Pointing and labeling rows
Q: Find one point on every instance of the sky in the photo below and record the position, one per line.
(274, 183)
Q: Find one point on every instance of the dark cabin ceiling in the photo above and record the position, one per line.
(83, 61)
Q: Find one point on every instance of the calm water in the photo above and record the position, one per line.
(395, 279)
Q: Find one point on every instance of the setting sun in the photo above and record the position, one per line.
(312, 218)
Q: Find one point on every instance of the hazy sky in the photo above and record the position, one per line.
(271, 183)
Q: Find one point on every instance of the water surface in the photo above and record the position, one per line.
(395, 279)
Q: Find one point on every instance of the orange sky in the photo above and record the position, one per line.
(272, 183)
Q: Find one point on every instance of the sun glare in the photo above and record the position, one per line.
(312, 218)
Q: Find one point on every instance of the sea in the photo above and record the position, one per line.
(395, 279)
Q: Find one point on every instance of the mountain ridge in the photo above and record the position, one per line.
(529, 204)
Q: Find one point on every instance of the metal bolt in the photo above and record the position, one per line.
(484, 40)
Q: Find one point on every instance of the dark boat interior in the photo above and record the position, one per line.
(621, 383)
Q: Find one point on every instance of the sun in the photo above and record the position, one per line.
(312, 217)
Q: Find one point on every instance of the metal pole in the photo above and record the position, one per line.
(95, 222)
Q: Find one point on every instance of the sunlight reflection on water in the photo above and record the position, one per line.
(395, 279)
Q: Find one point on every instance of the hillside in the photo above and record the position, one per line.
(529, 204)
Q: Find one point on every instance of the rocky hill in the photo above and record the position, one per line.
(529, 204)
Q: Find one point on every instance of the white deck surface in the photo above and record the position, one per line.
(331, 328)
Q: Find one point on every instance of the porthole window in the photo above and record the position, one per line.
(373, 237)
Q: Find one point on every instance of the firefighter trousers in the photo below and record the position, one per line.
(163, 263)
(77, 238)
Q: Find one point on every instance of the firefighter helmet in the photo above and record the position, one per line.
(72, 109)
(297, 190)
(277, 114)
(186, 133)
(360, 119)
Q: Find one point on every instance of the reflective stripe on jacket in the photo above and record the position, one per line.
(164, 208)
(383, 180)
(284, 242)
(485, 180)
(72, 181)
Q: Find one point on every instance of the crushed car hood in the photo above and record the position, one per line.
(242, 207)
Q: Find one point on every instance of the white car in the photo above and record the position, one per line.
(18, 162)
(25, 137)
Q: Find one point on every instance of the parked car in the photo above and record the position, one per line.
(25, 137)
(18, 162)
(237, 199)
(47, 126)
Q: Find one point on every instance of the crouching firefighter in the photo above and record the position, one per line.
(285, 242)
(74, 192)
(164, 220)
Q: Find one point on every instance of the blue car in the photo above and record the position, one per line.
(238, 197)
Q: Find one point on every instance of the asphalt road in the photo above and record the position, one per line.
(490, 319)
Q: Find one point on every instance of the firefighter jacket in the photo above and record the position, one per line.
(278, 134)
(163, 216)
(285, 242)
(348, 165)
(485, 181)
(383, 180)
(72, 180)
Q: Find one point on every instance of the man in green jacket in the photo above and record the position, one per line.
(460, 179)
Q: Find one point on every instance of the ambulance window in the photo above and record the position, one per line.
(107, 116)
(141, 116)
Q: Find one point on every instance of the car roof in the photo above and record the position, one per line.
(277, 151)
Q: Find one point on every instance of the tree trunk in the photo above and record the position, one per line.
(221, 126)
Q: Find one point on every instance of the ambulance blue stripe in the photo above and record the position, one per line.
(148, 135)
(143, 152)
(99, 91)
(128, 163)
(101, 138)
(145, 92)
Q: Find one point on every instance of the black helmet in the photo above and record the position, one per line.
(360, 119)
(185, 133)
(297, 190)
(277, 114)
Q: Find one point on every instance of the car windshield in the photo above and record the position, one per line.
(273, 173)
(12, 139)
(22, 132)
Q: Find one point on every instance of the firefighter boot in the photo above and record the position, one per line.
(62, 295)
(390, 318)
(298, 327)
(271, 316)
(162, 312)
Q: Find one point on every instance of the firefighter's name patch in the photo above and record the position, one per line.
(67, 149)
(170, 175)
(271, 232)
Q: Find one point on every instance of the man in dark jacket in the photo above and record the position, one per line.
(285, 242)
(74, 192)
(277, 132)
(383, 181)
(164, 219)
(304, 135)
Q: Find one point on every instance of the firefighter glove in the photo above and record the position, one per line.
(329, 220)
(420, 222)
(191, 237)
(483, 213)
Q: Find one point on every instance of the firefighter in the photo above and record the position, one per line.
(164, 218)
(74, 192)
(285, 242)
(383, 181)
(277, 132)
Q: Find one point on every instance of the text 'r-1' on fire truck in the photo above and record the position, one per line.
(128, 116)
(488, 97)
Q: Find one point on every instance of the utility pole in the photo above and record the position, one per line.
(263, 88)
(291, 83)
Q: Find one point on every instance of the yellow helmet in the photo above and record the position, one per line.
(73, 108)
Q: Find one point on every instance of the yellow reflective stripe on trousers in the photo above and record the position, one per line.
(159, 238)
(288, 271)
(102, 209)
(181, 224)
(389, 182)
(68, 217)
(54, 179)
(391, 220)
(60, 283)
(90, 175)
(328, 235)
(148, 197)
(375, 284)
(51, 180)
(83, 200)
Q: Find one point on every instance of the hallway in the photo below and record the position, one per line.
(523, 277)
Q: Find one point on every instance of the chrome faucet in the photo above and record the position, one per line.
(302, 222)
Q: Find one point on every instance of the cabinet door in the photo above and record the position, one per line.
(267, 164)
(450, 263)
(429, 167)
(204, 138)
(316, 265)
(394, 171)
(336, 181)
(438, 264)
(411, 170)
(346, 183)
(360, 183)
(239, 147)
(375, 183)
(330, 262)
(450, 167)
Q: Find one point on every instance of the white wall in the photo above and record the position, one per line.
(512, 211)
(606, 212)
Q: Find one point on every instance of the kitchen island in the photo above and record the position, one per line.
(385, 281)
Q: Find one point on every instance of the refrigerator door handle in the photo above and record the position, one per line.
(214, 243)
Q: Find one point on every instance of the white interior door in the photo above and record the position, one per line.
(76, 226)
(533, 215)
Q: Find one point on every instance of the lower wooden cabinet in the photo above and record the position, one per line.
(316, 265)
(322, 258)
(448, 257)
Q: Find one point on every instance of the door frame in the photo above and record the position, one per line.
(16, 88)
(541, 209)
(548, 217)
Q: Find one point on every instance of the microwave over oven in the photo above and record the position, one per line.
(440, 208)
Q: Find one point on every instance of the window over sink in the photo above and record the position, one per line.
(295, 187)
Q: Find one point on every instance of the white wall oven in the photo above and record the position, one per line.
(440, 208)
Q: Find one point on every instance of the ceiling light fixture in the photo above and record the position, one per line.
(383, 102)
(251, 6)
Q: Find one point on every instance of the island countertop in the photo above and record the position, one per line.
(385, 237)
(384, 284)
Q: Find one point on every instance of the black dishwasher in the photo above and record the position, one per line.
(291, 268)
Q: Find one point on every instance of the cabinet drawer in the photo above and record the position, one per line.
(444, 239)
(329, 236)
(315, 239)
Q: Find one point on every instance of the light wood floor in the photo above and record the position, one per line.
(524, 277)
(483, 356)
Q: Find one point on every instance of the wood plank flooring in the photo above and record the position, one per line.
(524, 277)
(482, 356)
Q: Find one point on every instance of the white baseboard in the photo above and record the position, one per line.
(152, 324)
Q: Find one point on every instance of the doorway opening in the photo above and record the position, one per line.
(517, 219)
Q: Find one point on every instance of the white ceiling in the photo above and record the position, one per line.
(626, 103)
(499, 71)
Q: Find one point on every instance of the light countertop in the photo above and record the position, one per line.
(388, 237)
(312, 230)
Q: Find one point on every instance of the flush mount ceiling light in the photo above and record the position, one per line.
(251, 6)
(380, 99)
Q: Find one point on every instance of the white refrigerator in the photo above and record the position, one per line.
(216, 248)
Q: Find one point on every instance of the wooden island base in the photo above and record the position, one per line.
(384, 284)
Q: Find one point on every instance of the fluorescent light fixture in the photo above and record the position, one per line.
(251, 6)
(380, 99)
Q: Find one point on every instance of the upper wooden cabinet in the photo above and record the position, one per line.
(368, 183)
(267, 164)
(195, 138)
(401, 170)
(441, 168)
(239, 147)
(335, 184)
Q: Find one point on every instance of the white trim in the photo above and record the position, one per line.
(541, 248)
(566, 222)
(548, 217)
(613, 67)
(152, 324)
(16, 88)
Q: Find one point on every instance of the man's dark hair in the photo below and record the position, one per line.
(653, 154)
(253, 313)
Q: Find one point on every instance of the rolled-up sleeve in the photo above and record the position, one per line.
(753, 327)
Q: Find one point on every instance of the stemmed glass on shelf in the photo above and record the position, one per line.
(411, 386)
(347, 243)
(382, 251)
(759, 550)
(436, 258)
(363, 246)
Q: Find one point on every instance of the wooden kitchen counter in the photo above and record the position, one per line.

- [Exercise goal]:
Convert everything from the line containing "Q: Find one point on every instance of the wooden island" through the last of the rows, inclusive, into a JSON list of strings with one string per line and no blank lines.

- [Reply]:
[
  "Q: Find one point on every instance of the wooden island base in the photo above and record the position, one per line.",
  "(384, 284)",
  "Q: Find one point on every instance of the fluorescent light fixture in the photo above and record the position, one per line.",
  "(251, 6)",
  "(380, 99)",
  "Q: Find one point on every instance of the upper wooden cabinet in the photo above and record the position, one per line.",
  "(368, 183)",
  "(267, 164)",
  "(195, 138)",
  "(401, 170)",
  "(441, 168)",
  "(239, 147)",
  "(335, 184)",
  "Q: Find one point on every instance of the white trim in the photo above and record the position, one per line.",
  "(541, 248)",
  "(566, 222)",
  "(548, 217)",
  "(613, 67)",
  "(152, 324)",
  "(16, 88)",
  "Q: Find one point on every instance of the man's dark hair in the photo below and record the position, one per line.",
  "(653, 154)",
  "(253, 313)",
  "Q: Find one point on every instance of the rolled-up sleeve in the photo above and record the position, one per line.",
  "(753, 327)",
  "Q: Find one point on every instance of the stemmed glass on shelf in the photo above and record the position, one per line.",
  "(411, 386)",
  "(347, 243)",
  "(382, 251)",
  "(759, 550)",
  "(436, 258)",
  "(363, 246)",
  "Q: Find one point on every instance of the wooden kitchen counter in the photo above and record the position, one per line."
]